>> START EXCERPT

Saturday, August 18, 2012

Being Chased Down and Grabbed Ahold of... by God!

Note:  If you missed my earlier blog entry about DS#5 and our adoption story you might want to go back and read that one first.

I have heard about people being chased by God but I have never really felt chased down.  This story I am about to share with you is a true chase down.... by God..... of DS#5.

To set the scene.... It's a gorgeous Friday night in August.  The marching band plays the National Anthem.  The cheerleaders sing the school song.  The team is gathered waiting to storm the field.  Friday Night Lights, the real thing.  (I love football!)  I get the text.....

"I'm by the concession stand.  I'm 6'2"so I'm hard to miss.  Wearing a gray t-shirt, headed your way."

I was about to met DS#5's third grade teacher.  Let's call her A.  And sure enough, I didn't miss her.  She was tall and beautiful....  inside and out.

I knew she was coming to the game and was excited to meet her.  You see, I had been hearing about this woman for a while now.  She is pretty much DS#5's only positive memory of life before foster care.  In fact, he has said that she was "like a mother" to him for that year of his life.  He has said this a few times and it always makes me sad and thankful and scared.  Sad that he had to have a teacher "be like a mom" to him.  Thankful that this lovely young woman was willing to "be like a mom" to him.  And scared that some student may have needed this from me and I missed it.  :/

That year A. was a first year teacher.  I think she was 24 at the time.  She was a newly-wed with a new house.  Her husband was a youth minister and a high school teacher.   They had a couple of needy teenage boys (in a bad foster care situation) that stayed with them pretty much all the time.  One of them had special needs.  Her life was full of challenges.  But A. loves Jesus and because of her love of Jesus and her reliance on Him she was able to meet those challenges and fall in love with my sweet baby.

She tells me he was angry and that his home life was very difficult.  She tells me that even through his anger she could see a little boy underneath with a heart full of compassion and a need for love.  I know that little boy.... he moved in with us 4 years ago.... I'm not really sure where he went or when he left but I know this: we don't see him much anymore.  :)

>> END EXCERPT

**WRITTEN REQUEST A:** Count the lines of the rows that contain the string "sandy", and give only that number.
The blog post and the rows have nothing to do with each other.

>> START SOURCE RECORDS

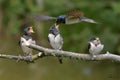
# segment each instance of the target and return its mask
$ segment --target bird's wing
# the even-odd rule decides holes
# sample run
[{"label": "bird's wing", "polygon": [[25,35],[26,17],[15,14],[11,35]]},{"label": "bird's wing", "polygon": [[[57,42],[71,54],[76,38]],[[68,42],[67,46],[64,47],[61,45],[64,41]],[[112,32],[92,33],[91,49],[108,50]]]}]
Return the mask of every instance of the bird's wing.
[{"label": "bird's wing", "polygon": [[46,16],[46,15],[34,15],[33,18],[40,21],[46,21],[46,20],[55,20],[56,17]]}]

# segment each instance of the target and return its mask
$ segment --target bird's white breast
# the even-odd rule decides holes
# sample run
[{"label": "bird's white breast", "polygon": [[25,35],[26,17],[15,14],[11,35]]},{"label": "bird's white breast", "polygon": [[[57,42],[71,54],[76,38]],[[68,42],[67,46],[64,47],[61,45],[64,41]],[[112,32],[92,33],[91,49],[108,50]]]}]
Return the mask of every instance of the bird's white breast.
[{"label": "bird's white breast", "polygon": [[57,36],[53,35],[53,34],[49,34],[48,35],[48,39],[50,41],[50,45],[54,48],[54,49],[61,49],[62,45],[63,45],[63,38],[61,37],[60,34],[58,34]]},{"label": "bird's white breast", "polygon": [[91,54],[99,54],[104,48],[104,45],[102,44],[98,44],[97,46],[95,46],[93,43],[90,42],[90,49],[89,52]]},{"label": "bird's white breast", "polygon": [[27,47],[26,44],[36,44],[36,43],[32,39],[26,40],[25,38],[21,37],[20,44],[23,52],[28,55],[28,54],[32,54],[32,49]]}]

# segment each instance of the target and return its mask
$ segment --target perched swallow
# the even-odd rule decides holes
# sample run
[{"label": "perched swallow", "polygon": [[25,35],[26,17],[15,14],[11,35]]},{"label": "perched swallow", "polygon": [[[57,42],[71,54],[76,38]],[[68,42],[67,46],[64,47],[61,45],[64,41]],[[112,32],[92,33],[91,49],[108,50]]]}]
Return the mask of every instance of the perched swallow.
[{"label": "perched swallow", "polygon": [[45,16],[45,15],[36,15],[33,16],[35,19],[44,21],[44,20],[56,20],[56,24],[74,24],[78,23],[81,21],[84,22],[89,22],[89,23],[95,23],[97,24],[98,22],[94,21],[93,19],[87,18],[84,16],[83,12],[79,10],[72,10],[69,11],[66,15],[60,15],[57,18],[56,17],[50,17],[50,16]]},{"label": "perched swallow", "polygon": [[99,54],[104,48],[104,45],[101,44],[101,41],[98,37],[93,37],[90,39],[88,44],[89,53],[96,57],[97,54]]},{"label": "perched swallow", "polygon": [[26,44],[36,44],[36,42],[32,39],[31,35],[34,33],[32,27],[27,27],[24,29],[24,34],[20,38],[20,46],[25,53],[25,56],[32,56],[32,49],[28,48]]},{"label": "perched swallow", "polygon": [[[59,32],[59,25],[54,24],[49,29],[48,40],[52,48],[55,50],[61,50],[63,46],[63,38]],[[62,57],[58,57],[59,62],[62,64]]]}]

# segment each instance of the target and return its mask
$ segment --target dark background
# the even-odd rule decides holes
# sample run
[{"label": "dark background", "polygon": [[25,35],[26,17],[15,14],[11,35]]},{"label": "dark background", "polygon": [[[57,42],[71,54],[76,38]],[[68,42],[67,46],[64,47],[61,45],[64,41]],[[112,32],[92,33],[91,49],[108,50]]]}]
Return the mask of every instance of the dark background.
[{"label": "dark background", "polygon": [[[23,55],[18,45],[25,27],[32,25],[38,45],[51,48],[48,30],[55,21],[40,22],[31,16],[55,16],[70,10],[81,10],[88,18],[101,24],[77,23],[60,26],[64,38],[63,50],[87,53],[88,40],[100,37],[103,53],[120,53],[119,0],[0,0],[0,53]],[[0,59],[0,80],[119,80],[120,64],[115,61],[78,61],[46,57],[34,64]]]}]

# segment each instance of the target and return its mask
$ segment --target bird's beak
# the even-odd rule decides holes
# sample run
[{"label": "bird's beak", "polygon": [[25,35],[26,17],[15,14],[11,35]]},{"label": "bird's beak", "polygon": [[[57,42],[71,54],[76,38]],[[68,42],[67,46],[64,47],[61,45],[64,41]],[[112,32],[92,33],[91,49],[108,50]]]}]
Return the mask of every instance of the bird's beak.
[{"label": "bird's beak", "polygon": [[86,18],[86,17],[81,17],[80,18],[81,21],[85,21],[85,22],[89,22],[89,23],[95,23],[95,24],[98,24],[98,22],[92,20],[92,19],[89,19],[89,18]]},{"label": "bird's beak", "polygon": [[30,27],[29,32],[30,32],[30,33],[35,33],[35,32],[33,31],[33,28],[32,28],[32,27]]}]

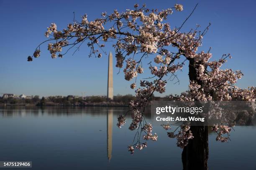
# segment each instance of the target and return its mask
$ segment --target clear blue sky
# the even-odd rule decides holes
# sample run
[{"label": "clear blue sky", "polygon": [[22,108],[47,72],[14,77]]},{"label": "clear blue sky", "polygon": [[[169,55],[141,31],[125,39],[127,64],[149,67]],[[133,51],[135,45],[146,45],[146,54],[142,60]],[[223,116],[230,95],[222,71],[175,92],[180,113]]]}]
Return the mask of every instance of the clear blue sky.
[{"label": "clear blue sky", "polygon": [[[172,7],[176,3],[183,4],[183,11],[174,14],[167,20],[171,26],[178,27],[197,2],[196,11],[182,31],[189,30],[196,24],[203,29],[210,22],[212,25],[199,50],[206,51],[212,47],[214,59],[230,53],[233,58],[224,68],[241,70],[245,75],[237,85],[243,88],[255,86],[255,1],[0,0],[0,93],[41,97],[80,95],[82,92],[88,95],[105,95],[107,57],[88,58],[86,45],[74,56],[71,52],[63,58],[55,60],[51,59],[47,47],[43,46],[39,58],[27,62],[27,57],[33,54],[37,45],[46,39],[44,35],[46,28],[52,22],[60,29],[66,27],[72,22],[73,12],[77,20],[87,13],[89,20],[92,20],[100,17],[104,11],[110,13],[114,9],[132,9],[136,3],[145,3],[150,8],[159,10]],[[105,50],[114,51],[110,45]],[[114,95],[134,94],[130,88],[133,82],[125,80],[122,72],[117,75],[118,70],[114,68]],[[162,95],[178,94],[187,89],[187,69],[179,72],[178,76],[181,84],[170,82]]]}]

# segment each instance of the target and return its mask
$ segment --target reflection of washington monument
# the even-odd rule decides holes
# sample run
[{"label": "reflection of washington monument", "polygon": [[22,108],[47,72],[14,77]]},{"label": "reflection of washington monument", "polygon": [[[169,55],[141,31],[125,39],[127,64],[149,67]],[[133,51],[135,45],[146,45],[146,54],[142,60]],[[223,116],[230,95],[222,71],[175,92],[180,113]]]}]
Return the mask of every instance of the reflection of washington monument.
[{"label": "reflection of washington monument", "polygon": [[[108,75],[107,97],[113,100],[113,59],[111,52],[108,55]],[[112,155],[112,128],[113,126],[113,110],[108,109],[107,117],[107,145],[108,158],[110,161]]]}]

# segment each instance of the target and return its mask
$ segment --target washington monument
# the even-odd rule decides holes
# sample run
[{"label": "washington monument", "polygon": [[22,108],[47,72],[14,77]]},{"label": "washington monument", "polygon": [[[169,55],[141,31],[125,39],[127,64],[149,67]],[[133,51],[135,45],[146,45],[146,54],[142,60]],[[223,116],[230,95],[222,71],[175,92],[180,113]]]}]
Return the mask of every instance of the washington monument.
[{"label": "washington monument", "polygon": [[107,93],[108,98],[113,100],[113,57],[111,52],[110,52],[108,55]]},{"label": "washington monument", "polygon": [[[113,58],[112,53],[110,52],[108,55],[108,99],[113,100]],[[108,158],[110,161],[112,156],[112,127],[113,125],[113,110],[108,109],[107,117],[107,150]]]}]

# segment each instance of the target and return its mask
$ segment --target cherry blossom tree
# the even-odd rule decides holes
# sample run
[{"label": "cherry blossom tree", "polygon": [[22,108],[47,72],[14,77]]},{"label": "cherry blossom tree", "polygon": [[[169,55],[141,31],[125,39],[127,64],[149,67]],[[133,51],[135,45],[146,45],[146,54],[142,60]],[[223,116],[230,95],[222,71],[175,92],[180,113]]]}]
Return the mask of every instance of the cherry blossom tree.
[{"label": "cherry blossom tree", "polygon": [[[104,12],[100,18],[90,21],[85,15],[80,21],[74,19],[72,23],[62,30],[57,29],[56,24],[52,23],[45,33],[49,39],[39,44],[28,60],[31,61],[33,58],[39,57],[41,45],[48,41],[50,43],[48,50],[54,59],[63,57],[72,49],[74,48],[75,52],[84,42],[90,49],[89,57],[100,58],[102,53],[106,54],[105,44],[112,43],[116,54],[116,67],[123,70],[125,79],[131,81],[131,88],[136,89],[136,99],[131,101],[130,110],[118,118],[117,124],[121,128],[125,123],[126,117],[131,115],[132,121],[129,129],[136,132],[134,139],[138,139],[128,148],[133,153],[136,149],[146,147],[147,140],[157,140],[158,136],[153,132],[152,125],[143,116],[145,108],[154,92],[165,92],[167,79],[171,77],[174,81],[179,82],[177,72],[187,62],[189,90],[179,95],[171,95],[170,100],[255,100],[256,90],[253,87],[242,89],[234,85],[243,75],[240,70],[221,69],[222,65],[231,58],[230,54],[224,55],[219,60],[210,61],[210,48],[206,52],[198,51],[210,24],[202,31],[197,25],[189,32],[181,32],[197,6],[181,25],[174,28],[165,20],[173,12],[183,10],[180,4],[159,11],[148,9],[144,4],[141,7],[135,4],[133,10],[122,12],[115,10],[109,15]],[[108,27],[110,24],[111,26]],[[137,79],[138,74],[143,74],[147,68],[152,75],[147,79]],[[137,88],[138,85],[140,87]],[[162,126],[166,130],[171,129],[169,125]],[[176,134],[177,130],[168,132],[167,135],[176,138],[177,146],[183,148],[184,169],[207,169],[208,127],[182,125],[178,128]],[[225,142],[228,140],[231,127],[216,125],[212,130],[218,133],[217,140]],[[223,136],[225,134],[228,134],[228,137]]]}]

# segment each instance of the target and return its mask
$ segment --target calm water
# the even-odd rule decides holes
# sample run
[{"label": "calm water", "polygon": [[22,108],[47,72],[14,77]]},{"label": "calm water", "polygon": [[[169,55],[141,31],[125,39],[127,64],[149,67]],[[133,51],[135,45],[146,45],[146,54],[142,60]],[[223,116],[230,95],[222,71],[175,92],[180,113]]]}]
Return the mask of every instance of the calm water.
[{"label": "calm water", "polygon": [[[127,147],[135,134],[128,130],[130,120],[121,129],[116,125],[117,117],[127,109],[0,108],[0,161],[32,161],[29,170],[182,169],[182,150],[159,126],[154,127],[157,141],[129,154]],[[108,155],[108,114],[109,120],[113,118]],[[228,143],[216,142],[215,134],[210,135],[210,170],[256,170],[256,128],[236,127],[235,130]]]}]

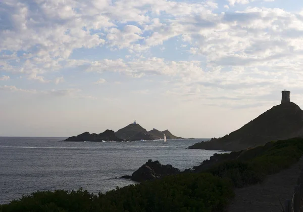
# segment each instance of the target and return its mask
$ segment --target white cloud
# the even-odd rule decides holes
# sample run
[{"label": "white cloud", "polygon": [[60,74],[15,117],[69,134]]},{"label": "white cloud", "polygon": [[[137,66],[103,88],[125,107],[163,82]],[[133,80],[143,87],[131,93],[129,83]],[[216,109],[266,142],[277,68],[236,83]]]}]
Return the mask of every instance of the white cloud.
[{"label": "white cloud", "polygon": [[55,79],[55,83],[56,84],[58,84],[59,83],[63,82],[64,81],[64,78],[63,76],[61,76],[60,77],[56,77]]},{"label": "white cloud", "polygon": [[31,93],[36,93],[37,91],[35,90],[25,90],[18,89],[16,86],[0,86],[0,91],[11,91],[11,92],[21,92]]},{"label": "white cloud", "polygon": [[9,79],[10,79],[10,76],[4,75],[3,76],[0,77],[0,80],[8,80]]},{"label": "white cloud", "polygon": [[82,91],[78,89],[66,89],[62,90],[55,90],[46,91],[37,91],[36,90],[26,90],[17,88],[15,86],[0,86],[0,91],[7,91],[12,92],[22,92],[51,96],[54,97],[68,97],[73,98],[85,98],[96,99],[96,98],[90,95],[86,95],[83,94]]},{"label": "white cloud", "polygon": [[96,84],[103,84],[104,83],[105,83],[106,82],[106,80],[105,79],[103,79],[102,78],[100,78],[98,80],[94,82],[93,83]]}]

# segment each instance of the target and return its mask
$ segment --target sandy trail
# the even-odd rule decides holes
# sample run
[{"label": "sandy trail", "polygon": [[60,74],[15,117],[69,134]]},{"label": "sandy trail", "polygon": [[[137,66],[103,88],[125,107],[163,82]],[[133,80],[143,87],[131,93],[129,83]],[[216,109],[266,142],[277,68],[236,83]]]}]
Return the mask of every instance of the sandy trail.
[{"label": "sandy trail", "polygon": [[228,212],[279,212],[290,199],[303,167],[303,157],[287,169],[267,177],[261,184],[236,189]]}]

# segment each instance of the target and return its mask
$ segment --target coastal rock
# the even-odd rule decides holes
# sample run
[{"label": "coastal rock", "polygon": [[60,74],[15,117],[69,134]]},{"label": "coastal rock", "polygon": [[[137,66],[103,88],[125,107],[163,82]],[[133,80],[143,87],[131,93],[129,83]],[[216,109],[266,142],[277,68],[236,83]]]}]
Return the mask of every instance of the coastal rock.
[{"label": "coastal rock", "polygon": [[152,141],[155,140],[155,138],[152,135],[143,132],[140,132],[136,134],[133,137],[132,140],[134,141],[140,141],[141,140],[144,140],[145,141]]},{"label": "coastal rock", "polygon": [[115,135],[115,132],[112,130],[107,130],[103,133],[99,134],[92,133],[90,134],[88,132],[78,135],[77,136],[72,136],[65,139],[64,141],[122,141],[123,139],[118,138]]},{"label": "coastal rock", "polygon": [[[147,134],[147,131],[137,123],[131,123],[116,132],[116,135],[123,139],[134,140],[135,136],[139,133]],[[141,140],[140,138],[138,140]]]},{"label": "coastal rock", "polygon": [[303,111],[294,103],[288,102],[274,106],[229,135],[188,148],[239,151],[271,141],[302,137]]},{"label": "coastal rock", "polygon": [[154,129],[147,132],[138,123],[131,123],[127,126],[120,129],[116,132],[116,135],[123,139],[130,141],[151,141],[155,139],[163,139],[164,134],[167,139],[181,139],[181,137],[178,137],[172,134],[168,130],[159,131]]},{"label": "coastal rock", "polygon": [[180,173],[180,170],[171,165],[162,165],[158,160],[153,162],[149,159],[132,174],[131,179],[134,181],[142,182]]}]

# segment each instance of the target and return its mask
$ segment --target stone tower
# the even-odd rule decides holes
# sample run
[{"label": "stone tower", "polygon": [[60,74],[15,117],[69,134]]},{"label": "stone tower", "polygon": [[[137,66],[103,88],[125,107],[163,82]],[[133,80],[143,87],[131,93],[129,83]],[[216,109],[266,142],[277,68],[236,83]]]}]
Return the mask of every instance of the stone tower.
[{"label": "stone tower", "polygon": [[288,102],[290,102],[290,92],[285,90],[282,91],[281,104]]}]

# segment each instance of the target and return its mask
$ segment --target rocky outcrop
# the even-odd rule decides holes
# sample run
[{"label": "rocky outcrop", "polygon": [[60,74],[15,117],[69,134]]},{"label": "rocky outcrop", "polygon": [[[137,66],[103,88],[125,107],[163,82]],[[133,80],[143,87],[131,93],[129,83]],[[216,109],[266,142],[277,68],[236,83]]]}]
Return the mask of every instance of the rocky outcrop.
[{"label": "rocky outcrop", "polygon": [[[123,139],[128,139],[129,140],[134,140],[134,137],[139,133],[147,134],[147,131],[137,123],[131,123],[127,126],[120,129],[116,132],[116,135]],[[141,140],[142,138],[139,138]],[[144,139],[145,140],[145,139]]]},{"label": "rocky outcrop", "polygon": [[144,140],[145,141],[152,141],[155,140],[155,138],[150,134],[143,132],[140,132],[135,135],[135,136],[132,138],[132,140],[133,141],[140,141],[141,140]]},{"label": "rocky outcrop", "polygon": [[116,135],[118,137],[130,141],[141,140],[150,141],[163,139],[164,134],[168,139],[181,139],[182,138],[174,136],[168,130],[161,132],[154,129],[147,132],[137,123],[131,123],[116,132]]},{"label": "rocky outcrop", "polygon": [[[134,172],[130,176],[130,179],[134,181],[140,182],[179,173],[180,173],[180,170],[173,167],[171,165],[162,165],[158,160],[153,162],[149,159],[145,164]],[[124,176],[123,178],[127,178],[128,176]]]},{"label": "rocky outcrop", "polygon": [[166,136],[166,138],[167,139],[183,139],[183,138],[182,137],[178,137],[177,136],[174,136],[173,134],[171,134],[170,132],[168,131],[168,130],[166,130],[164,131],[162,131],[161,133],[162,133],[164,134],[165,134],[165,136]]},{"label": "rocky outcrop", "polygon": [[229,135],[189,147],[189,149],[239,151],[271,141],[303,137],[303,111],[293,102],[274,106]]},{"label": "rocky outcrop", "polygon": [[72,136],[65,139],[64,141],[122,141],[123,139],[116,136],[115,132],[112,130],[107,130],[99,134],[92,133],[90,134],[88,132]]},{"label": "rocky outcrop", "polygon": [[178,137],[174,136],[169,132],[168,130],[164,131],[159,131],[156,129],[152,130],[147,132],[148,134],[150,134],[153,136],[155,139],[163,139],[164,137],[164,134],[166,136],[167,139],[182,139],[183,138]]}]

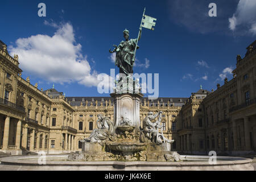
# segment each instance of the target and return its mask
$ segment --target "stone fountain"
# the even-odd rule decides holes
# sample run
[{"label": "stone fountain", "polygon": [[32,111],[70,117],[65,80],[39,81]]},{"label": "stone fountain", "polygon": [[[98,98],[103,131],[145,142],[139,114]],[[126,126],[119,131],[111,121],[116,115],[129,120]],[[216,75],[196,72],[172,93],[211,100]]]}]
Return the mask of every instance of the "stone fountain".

>> END SOURCE RECORDS

**WRITTEN REQUEST B:** Rewrite the part of the adoption blog post starting at "Note:  If you" and ending at "beautiful....  inside and out.", changing "concession stand" to "ticket booth".

**TASK ANSWER A:** 4

**TASK ANSWER B:**
Note:  If you missed my earlier blog entry about DS#5 and our adoption story you might want to go back and read that one first.

I have heard about people being chased by God but I have never really felt chased down.  This story I am about to share with you is a true chase down.... by God..... of DS#5.

To set the scene.... It's a gorgeous Friday night in August.  The marching band plays the National Anthem.  The cheerleaders sing the school song.  The team is gathered waiting to storm the field.  Friday Night Lights, the real thing.  (I love football!)  I get the text.....

"I'm by the ticket booth.  I'm 6'2"so I'm hard to miss.  Wearing a gray t-shirt, headed your way."

I was about to met DS#5's third grade teacher.  Let's call her A.  And sure enough, I didn't miss her.  She was tall and beautiful....  inside and out.